Somehow we seem to expect that this “system” will provide us with protection from thieves and those indifferent to whether we live or die, as long as they make a profit. This isn’t a system. It is a scam on the American public. Except that with the financial crisis it ended up affecting the world. With Congress regulating its own ethics, and with money being the principal religion in Washington, D.C. it is a huge challenge to even offer a conjecture of a favorable outcome.
In the mortgage mess, it was the rating agencies who were funded by fees paid by investment bankers who told the rating agency how to analyze the “low-risk” derivatives and give them AAA ratings — while at the same time the same investment firms had paid lobbyists to make sure they were not regulated at all when it came to derivatives and credit default swaps and other “custom” exotic financial products. It was the appraisers who were funded by fees generated by “lenders” (most of whom were merely acting as mortgage brokers) in order to generate fee revenue for merely pretending to underwrite loans. It is quite natural that the appraisals and ratings were so favorable to the scheme — the people who were doing the appraising and ratings were being paid to see things the way their “benefactors” wanted them to see it.

· · ·

* **GIVEN INSTRUCTION A**: Translate this sentence from the passage on the mortgage crisis into Spanish: "It is a scam on the American public."

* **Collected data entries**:
· · ·

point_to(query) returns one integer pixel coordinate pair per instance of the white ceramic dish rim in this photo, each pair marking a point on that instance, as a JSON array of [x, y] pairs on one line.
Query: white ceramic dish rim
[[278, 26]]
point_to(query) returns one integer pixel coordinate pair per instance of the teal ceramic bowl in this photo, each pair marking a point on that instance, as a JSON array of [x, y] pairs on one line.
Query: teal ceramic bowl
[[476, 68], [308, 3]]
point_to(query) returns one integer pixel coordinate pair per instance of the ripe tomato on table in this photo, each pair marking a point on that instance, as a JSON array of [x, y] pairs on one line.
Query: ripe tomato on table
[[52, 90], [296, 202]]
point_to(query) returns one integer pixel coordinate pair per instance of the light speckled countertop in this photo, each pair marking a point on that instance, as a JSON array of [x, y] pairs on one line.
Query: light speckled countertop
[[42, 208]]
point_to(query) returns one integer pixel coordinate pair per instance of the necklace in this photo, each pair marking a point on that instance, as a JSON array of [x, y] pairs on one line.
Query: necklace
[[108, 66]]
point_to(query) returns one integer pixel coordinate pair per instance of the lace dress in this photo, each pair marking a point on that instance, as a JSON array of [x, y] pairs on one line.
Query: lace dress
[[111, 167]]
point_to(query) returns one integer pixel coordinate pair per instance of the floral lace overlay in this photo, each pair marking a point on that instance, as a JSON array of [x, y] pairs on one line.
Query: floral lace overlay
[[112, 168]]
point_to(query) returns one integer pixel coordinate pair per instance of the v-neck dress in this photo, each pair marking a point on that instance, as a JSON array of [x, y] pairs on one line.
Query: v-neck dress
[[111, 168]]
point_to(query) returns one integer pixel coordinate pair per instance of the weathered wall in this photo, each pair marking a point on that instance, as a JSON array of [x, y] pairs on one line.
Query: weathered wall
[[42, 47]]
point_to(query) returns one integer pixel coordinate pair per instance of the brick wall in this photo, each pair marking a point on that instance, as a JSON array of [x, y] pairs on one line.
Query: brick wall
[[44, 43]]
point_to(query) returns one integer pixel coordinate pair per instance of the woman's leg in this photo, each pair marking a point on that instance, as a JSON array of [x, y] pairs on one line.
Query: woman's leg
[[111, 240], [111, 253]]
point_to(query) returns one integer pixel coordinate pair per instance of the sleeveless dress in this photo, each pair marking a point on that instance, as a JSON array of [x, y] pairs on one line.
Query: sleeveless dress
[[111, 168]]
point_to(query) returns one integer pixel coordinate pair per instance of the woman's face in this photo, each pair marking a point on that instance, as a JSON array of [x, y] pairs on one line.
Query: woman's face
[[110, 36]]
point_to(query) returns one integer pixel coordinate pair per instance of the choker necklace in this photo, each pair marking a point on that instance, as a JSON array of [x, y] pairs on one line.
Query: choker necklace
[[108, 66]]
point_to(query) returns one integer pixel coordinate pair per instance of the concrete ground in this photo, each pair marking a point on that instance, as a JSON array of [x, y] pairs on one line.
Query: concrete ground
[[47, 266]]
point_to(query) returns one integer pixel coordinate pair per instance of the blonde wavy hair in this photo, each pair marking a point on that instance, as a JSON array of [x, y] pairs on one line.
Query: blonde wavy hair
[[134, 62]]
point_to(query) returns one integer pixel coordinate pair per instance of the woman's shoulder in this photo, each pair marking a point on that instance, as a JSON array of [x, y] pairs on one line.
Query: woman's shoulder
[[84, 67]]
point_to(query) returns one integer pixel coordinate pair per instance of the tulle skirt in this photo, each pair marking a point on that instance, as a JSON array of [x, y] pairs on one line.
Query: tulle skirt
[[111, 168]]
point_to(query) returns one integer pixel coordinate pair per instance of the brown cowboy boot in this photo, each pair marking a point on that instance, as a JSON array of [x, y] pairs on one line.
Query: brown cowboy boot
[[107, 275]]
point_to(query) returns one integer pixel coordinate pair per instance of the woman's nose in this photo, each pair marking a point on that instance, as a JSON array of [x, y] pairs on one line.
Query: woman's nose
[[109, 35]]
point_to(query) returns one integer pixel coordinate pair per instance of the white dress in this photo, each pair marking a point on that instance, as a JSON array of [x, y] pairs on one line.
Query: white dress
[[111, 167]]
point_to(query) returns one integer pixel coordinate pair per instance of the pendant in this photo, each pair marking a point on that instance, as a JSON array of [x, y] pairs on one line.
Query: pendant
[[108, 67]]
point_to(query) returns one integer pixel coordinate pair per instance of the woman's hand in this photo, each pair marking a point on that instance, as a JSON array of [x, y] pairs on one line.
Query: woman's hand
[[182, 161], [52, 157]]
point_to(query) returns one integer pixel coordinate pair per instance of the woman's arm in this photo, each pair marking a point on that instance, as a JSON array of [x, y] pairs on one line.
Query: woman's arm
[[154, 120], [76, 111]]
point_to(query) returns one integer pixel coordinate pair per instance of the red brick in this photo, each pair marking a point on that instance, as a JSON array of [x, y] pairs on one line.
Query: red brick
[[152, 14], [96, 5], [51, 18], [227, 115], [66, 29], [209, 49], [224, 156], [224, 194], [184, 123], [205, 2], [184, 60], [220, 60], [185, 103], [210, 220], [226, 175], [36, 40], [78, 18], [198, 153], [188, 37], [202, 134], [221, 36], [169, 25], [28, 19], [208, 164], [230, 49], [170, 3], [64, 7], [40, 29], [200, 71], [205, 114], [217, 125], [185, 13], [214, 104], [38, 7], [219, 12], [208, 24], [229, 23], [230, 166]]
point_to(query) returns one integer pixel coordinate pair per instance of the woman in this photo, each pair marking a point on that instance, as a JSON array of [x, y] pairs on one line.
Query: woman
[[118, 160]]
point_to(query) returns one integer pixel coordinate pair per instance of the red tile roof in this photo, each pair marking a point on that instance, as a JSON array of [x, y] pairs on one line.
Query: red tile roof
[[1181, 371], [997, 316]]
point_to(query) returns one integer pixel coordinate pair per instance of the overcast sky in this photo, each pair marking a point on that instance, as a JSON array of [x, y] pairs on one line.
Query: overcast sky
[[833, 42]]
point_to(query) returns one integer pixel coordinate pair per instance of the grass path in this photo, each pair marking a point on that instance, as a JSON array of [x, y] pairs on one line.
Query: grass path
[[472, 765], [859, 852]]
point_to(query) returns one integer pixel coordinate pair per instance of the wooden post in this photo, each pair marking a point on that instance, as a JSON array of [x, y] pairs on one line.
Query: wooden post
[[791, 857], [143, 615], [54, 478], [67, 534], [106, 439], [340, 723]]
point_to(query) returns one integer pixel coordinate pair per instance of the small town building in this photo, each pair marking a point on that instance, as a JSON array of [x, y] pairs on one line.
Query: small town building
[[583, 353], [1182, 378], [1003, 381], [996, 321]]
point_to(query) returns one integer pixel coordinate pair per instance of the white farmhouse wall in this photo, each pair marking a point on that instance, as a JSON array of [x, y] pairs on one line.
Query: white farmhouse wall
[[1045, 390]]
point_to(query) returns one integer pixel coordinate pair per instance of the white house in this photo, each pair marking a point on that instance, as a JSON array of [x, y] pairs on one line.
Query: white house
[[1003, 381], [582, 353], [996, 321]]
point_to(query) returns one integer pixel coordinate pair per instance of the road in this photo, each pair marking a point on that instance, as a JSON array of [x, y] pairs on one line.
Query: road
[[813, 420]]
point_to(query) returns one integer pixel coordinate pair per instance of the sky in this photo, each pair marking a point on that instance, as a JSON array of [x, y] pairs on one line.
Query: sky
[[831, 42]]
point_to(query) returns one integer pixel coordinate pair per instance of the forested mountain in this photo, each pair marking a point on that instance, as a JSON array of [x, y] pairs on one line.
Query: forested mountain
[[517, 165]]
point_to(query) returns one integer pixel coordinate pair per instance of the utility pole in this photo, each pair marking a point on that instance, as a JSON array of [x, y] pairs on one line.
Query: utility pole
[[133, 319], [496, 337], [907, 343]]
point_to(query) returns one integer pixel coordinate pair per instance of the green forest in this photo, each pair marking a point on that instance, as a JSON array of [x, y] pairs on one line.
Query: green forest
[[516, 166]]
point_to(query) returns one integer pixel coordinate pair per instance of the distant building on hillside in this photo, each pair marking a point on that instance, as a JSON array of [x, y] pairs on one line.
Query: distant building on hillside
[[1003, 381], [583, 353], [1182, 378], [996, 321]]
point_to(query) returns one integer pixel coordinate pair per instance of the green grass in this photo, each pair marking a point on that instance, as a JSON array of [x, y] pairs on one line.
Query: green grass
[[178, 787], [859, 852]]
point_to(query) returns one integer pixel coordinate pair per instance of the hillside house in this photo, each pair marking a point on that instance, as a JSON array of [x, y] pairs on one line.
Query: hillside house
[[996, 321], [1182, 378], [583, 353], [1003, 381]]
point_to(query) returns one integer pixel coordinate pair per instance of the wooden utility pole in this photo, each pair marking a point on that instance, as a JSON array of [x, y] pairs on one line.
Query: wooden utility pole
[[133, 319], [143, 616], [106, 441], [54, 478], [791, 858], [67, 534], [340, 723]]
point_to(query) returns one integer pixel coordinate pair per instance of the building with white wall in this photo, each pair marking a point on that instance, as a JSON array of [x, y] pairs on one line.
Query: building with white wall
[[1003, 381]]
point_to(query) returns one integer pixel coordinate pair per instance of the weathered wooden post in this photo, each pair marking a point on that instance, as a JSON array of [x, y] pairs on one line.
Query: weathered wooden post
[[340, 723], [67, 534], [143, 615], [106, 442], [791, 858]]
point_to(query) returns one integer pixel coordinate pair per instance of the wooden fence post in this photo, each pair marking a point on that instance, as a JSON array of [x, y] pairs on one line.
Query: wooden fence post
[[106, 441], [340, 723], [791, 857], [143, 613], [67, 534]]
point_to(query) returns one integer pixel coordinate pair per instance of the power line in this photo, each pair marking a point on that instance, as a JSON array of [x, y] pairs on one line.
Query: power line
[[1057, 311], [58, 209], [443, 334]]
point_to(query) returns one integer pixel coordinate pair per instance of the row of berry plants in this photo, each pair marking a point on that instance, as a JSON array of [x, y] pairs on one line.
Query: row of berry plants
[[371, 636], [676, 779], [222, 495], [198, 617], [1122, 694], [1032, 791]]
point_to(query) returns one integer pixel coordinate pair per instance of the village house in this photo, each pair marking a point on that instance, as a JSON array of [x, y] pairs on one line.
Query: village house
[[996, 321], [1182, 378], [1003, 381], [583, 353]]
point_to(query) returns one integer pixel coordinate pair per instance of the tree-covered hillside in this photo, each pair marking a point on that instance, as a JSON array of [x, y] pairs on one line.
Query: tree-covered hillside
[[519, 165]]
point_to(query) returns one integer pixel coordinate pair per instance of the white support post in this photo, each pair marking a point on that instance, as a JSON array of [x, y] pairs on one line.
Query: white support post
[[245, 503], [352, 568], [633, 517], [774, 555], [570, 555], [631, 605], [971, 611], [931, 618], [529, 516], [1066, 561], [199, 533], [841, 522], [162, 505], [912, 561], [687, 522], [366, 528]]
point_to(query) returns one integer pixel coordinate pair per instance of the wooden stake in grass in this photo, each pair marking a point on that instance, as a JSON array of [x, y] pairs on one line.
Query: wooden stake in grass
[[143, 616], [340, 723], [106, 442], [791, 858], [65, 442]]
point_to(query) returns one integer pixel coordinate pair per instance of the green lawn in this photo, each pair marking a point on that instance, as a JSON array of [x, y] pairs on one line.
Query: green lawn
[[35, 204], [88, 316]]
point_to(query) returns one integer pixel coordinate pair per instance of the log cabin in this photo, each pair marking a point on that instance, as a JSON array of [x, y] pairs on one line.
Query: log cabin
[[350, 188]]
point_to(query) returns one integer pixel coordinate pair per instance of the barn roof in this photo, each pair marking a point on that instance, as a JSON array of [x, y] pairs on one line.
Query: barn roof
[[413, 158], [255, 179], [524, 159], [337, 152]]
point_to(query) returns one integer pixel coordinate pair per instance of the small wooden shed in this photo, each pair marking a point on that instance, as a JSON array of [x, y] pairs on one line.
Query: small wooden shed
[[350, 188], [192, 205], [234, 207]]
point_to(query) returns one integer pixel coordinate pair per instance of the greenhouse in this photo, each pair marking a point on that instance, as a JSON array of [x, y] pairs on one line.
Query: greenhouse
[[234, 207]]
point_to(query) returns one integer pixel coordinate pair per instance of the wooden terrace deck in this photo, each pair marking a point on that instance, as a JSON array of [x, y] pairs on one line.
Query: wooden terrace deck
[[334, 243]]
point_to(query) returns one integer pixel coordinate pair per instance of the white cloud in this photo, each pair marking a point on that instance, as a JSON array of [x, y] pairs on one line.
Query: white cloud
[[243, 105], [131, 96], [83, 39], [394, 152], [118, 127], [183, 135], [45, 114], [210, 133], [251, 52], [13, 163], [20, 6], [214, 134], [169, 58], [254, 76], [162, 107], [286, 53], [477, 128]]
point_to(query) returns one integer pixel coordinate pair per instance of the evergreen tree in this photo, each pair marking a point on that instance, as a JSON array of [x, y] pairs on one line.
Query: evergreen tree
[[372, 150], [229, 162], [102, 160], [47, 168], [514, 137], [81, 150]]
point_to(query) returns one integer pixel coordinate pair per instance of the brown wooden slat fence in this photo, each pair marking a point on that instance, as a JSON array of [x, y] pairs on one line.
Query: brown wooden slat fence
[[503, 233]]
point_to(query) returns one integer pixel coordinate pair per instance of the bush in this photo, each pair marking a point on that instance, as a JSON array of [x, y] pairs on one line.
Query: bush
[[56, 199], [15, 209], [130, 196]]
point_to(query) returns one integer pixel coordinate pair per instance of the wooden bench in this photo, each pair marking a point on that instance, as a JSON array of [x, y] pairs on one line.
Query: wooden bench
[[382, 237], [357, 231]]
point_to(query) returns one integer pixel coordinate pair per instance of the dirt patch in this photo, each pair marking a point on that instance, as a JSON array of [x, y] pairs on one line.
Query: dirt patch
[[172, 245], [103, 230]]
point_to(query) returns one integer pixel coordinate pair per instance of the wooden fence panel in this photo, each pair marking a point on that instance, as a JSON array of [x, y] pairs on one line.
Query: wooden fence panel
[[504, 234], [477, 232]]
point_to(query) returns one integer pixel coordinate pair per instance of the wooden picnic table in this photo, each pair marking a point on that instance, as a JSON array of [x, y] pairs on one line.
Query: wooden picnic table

· · ·

* **GIVEN INSTRUCTION B**: Reproduce the rows verbatim, from the first row through the line containing "[[278, 26]]", inclusive.

* **FINAL ANSWER A**: Es una estafa al público estadounidense.

* **FINAL ANSWER B**:
point_to(query) returns one integer pixel coordinate pair per instance of the white ceramic dish rim in this photo, each pair marking a point on that instance, as a JSON array of [x, y] pairs on one line.
Query: white ceramic dish rim
[[278, 26]]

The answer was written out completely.